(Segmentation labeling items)
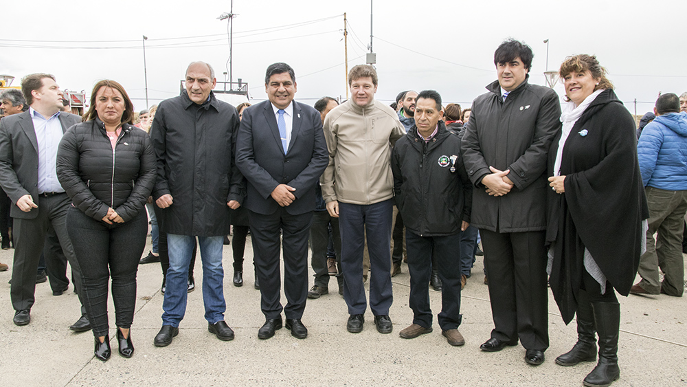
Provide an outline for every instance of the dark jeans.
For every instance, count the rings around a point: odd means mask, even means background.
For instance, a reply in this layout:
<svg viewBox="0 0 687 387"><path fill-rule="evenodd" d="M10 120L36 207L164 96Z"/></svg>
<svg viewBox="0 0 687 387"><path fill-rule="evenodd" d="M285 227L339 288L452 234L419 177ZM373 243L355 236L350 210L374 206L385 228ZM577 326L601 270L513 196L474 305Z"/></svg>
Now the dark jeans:
<svg viewBox="0 0 687 387"><path fill-rule="evenodd" d="M112 300L117 327L130 328L136 305L136 272L146 247L145 211L123 223L109 225L75 207L67 213L67 230L83 276L83 300L94 336L105 336L107 285L112 278Z"/></svg>
<svg viewBox="0 0 687 387"><path fill-rule="evenodd" d="M460 325L460 260L455 252L460 250L458 235L420 236L406 230L405 243L408 251L410 272L410 309L413 323L431 327L429 309L429 277L433 268L441 279L441 313L437 316L442 331L455 329ZM432 267L432 256L436 266Z"/></svg>
<svg viewBox="0 0 687 387"><path fill-rule="evenodd" d="M471 225L460 232L460 274L469 278L472 275L472 267L475 263L477 232L477 228Z"/></svg>
<svg viewBox="0 0 687 387"><path fill-rule="evenodd" d="M329 243L329 225L333 230L334 249L336 252L339 274L341 276L341 238L339 230L339 218L333 218L327 211L315 211L313 214L313 225L310 226L310 243L313 247L313 270L315 270L315 285L324 288L329 286L329 269L327 267L327 245Z"/></svg>
<svg viewBox="0 0 687 387"><path fill-rule="evenodd" d="M394 302L391 284L393 208L392 199L369 205L339 203L344 299L349 314L363 314L367 309L363 283L365 232L370 252L370 309L374 316L389 314Z"/></svg>
<svg viewBox="0 0 687 387"><path fill-rule="evenodd" d="M545 232L495 232L480 230L489 298L493 338L520 340L526 349L549 346Z"/></svg>
<svg viewBox="0 0 687 387"><path fill-rule="evenodd" d="M248 230L251 228L247 225L234 225L234 236L232 237L232 251L234 252L234 271L243 271L243 255L246 251L246 238L248 237Z"/></svg>

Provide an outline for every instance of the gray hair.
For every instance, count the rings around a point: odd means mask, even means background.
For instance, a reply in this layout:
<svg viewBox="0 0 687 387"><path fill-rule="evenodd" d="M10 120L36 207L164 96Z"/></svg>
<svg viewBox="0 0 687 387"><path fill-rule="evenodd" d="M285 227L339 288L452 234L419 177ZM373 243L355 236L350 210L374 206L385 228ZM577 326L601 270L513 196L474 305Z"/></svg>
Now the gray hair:
<svg viewBox="0 0 687 387"><path fill-rule="evenodd" d="M210 70L210 79L214 79L214 69L212 68L212 66L210 66L210 63L207 63L206 62L203 62L202 60L196 60L195 62L191 62L190 63L189 63L188 64L188 67L186 67L186 73L185 74L188 74L188 69L189 69L189 67L190 67L191 66L192 66L194 65L196 65L196 64L202 64L202 65L205 65L207 66L207 68Z"/></svg>
<svg viewBox="0 0 687 387"><path fill-rule="evenodd" d="M0 100L10 101L10 103L13 107L21 104L23 107L24 111L26 111L29 108L29 105L26 104L26 100L24 99L24 95L21 93L21 90L16 89L8 89L3 92L0 92Z"/></svg>

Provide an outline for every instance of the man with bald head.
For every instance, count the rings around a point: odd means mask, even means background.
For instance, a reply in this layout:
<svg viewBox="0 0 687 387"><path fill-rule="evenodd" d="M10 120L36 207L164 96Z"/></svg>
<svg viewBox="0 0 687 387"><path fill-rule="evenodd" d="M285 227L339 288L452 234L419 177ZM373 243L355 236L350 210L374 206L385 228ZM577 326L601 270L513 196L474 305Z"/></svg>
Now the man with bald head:
<svg viewBox="0 0 687 387"><path fill-rule="evenodd" d="M156 346L172 343L186 311L188 265L196 238L203 262L203 300L207 330L234 339L224 321L222 249L229 208L240 206L243 177L234 164L238 113L212 93L214 71L204 62L186 69L185 90L160 103L151 129L157 156L153 197L160 231L167 233L170 267Z"/></svg>

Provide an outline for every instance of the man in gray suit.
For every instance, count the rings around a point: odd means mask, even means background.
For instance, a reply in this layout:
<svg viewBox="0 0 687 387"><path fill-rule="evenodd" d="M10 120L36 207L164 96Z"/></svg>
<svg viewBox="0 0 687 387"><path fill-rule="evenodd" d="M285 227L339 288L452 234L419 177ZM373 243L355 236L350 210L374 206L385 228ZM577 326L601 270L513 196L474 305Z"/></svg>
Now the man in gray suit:
<svg viewBox="0 0 687 387"><path fill-rule="evenodd" d="M46 74L26 76L21 91L29 110L0 121L0 185L12 199L14 261L10 297L14 322L31 322L36 290L36 269L45 234L54 228L71 265L74 286L81 300L81 271L74 259L65 222L71 201L57 179L55 163L60 140L67 128L81 121L60 112L63 93L55 78ZM70 329L91 329L82 305L81 318Z"/></svg>

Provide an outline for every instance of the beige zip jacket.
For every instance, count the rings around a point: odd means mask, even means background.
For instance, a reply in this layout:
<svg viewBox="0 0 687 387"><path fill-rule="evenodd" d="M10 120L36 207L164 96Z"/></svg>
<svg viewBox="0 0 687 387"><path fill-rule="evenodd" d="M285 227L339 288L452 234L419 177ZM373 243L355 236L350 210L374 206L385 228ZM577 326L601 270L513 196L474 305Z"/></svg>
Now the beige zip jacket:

Written instruction:
Rewrite all the items above, replacing "rings" with "loops" and keeping everything else the same. Leave the pictures out.

Written reply:
Provide an outline for every instance of the dark jeans.
For every instance, count the loops around a point: odd means mask, even means background.
For instance, a reply in this layout:
<svg viewBox="0 0 687 387"><path fill-rule="evenodd" d="M10 120L36 207L164 96Z"/></svg>
<svg viewBox="0 0 687 387"><path fill-rule="evenodd" d="M285 227L339 288L452 234L419 177ZM373 243L355 236L350 210L374 206L385 228ZM577 326L601 270L513 196L474 305Z"/></svg>
Now the dark jeans:
<svg viewBox="0 0 687 387"><path fill-rule="evenodd" d="M112 300L117 327L130 328L136 305L136 272L146 247L145 211L123 223L109 225L75 207L67 213L67 230L83 276L83 300L94 336L105 336L107 285L112 278Z"/></svg>
<svg viewBox="0 0 687 387"><path fill-rule="evenodd" d="M460 325L460 260L455 252L460 250L458 235L420 236L406 230L405 243L408 251L410 272L410 309L413 323L431 327L429 309L429 277L433 268L441 279L441 313L437 316L442 331L455 329ZM432 267L432 256L436 266Z"/></svg>
<svg viewBox="0 0 687 387"><path fill-rule="evenodd" d="M471 225L460 232L460 274L469 278L472 275L472 267L475 263L477 232L477 228Z"/></svg>
<svg viewBox="0 0 687 387"><path fill-rule="evenodd" d="M329 243L329 225L333 230L334 249L336 252L339 274L341 276L341 238L339 230L339 218L333 218L327 211L315 211L313 214L313 225L310 226L310 243L313 247L313 270L315 270L315 285L324 288L329 286L329 269L327 267L327 245Z"/></svg>
<svg viewBox="0 0 687 387"><path fill-rule="evenodd" d="M394 302L391 284L393 208L392 199L369 205L339 203L344 299L349 314L363 314L367 309L363 283L365 232L370 252L370 309L374 316L389 314Z"/></svg>
<svg viewBox="0 0 687 387"><path fill-rule="evenodd" d="M545 232L495 232L480 230L489 298L493 338L520 340L526 349L549 346Z"/></svg>
<svg viewBox="0 0 687 387"><path fill-rule="evenodd" d="M248 230L251 228L247 225L234 225L234 236L232 237L232 251L234 252L234 271L243 271L243 255L246 251L246 238L248 237Z"/></svg>

Provide an outline for every instance of the gray hair.
For every instance, count the loops around a point: odd means mask, even means background.
For instance, a reply in this layout:
<svg viewBox="0 0 687 387"><path fill-rule="evenodd" d="M10 120L36 207L164 96Z"/></svg>
<svg viewBox="0 0 687 387"><path fill-rule="evenodd" d="M285 227L339 288L452 234L419 177ZM373 243L355 236L350 210L374 206L385 228ZM577 326L601 270L513 196L474 305Z"/></svg>
Now the gray hair:
<svg viewBox="0 0 687 387"><path fill-rule="evenodd" d="M210 70L210 79L214 79L214 69L212 68L212 66L210 66L210 63L207 63L206 62L203 62L202 60L196 60L195 62L191 62L190 63L189 63L188 64L188 67L186 67L186 73L185 74L188 74L188 69L189 69L189 67L190 67L191 66L192 66L194 65L196 65L196 64L202 64L202 65L205 65L207 66L207 68Z"/></svg>
<svg viewBox="0 0 687 387"><path fill-rule="evenodd" d="M0 100L10 101L10 103L13 107L21 104L23 107L24 111L26 111L29 108L29 105L26 104L26 100L24 99L24 95L21 93L21 90L16 89L8 89L3 92L0 92Z"/></svg>

Provide an outline for every instance of the man with bald head.
For every instance, count the loops around a point: odd means mask, even means background.
For instance, a reply in this layout:
<svg viewBox="0 0 687 387"><path fill-rule="evenodd" d="M10 120L36 207L164 96Z"/></svg>
<svg viewBox="0 0 687 387"><path fill-rule="evenodd" d="M285 227L339 288L452 234L419 177ZM373 243L355 236L350 210L374 206L385 228ZM577 326L601 270L513 196L474 305Z"/></svg>
Now the man with bald head:
<svg viewBox="0 0 687 387"><path fill-rule="evenodd" d="M156 346L172 343L186 311L188 265L196 238L203 262L203 300L207 330L234 339L224 321L222 249L229 208L240 206L243 177L234 164L238 113L212 93L214 71L204 62L186 69L185 90L160 103L151 129L157 156L153 197L160 231L167 233L170 267Z"/></svg>

Provide an outline for every instance of the man in gray suit.
For every instance, count the loops around a point: odd means mask, even means background.
For instance, a reply in this layout:
<svg viewBox="0 0 687 387"><path fill-rule="evenodd" d="M10 120L36 207L164 96Z"/></svg>
<svg viewBox="0 0 687 387"><path fill-rule="evenodd" d="M285 227L339 288L452 234L419 177ZM373 243L355 236L350 210L374 206L385 228ZM577 326L601 270L513 196L474 305Z"/></svg>
Now the man in gray suit:
<svg viewBox="0 0 687 387"><path fill-rule="evenodd" d="M46 74L26 76L21 91L29 110L0 121L0 185L12 199L14 261L10 297L14 322L31 322L36 290L36 269L45 234L54 228L71 265L74 286L81 300L81 271L74 259L65 222L71 201L57 179L55 163L60 140L67 128L81 121L60 112L63 93L55 78ZM70 329L91 329L82 305L81 318Z"/></svg>

Provide an outline for every instance of the beige zip jacket.
For every instance, count the loops around a point: odd means mask, even means background.
For instance, a reply in this layout:
<svg viewBox="0 0 687 387"><path fill-rule="evenodd" d="M10 120L36 207L164 96Z"/></svg>
<svg viewBox="0 0 687 387"><path fill-rule="evenodd" d="M285 227L339 288L452 234L419 177ZM373 243L355 236L350 210L374 206L385 228ZM577 326L601 270L513 196L474 305Z"/></svg>
Now the beige zip jacket:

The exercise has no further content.